To be done => List every line in the data below that contains the word "statue", reproducing each such line in full.

(begin)

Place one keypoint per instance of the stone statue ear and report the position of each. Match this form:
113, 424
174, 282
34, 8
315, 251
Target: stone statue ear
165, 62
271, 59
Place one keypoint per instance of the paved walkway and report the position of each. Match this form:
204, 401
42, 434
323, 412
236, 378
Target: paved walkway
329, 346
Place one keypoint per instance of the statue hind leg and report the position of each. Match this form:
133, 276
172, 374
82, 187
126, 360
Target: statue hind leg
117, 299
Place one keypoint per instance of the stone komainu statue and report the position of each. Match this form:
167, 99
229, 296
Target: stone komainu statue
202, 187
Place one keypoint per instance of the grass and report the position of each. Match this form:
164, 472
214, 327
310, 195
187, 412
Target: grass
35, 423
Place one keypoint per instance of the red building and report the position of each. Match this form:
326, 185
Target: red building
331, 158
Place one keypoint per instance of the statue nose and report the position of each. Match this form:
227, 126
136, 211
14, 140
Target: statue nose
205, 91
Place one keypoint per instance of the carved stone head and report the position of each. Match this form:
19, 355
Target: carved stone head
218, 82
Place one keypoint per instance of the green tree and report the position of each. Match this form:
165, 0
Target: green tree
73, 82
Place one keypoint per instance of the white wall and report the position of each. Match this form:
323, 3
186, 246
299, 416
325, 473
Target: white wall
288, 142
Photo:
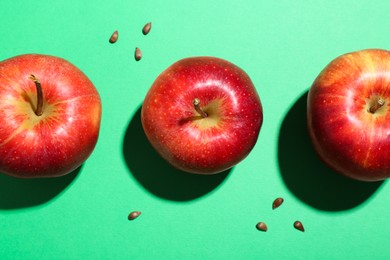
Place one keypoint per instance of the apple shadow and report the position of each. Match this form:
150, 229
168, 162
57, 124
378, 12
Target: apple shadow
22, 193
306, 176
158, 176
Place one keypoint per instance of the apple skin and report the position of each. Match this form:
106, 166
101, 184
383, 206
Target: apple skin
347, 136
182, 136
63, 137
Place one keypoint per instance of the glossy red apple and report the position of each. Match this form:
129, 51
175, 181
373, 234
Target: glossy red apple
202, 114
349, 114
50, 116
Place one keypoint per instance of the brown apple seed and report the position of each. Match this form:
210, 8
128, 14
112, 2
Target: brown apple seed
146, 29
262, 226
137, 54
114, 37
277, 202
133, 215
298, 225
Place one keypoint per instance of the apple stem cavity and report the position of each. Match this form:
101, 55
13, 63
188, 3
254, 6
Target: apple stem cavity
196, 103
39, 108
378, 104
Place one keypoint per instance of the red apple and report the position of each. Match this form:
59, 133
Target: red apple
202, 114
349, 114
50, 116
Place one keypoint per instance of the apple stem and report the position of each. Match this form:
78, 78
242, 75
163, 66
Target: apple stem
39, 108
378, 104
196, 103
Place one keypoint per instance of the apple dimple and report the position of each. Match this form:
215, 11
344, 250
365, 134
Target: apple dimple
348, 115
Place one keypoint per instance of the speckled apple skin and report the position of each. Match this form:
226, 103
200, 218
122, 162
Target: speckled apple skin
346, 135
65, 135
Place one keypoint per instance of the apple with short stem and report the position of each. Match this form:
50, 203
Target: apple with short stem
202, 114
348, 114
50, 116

(end)
(begin)

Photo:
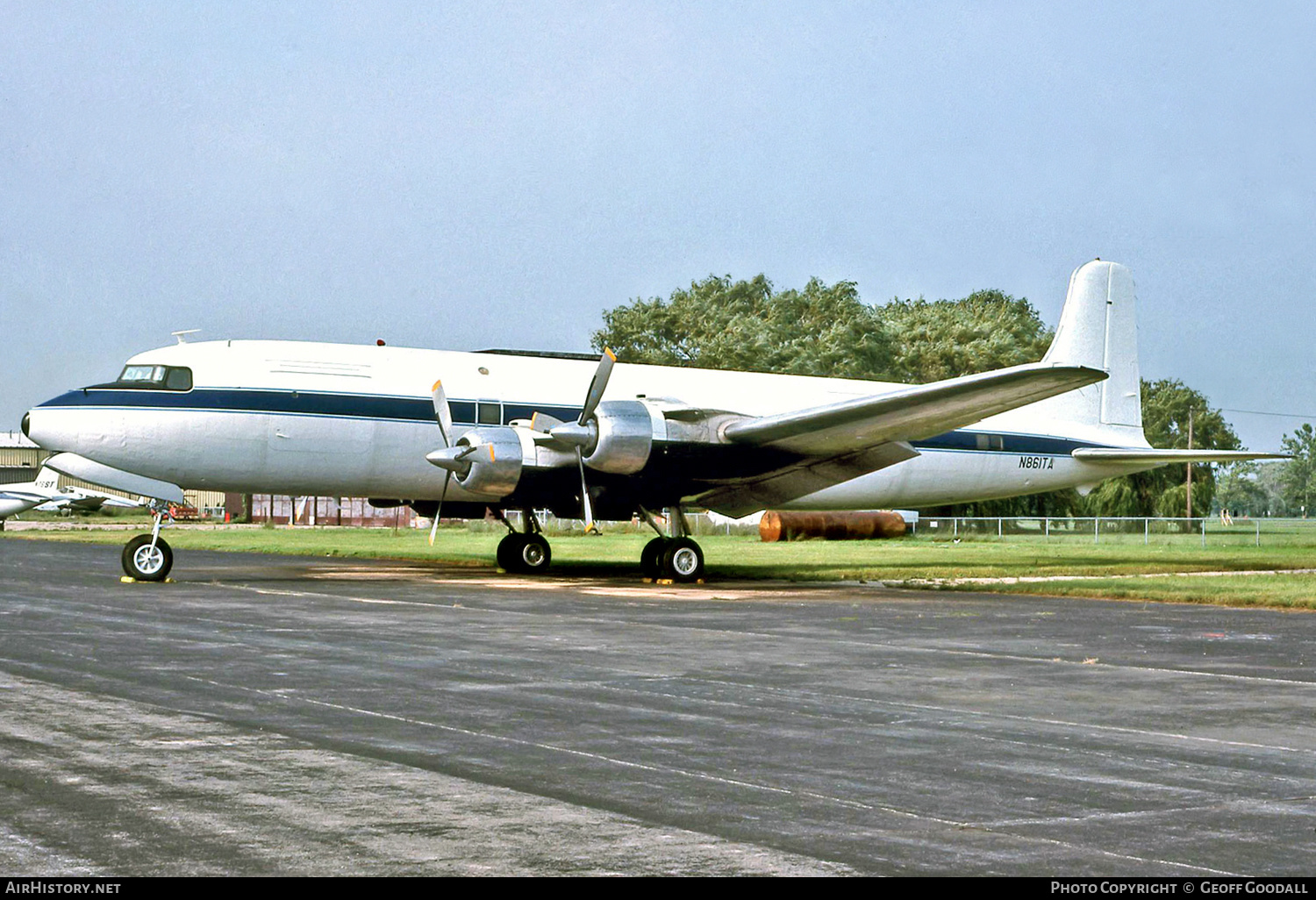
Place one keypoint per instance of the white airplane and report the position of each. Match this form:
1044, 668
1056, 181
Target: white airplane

(end)
(begin)

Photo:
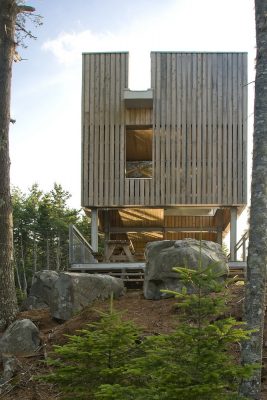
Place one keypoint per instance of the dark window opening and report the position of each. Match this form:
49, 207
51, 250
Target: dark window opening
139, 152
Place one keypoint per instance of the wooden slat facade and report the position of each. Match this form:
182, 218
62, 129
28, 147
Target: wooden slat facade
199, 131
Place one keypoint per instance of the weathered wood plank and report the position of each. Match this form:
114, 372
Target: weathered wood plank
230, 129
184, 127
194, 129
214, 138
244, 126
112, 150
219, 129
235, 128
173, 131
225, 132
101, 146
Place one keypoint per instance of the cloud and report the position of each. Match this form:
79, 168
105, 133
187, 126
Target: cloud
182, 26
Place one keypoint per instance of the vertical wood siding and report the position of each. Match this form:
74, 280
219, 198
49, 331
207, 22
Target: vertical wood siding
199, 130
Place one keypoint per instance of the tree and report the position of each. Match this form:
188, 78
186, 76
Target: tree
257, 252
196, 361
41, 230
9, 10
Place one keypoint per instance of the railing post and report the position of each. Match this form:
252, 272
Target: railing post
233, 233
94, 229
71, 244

(end)

In response =>
Place one keypoint per instance of the stone statue ear and report the position of each. Match this form:
Target: stone statue ear
Place one keypoint per instance of the statue hind leg and report the position of each. Match this form:
Target: statue hind leg
Place one keypoint per instance of the stone komainu statue and report the position of each. Match this form:
Target: stone komainu statue
Place one keypoint per instance of the statue nose and report the position of each. Match this form:
Target: statue nose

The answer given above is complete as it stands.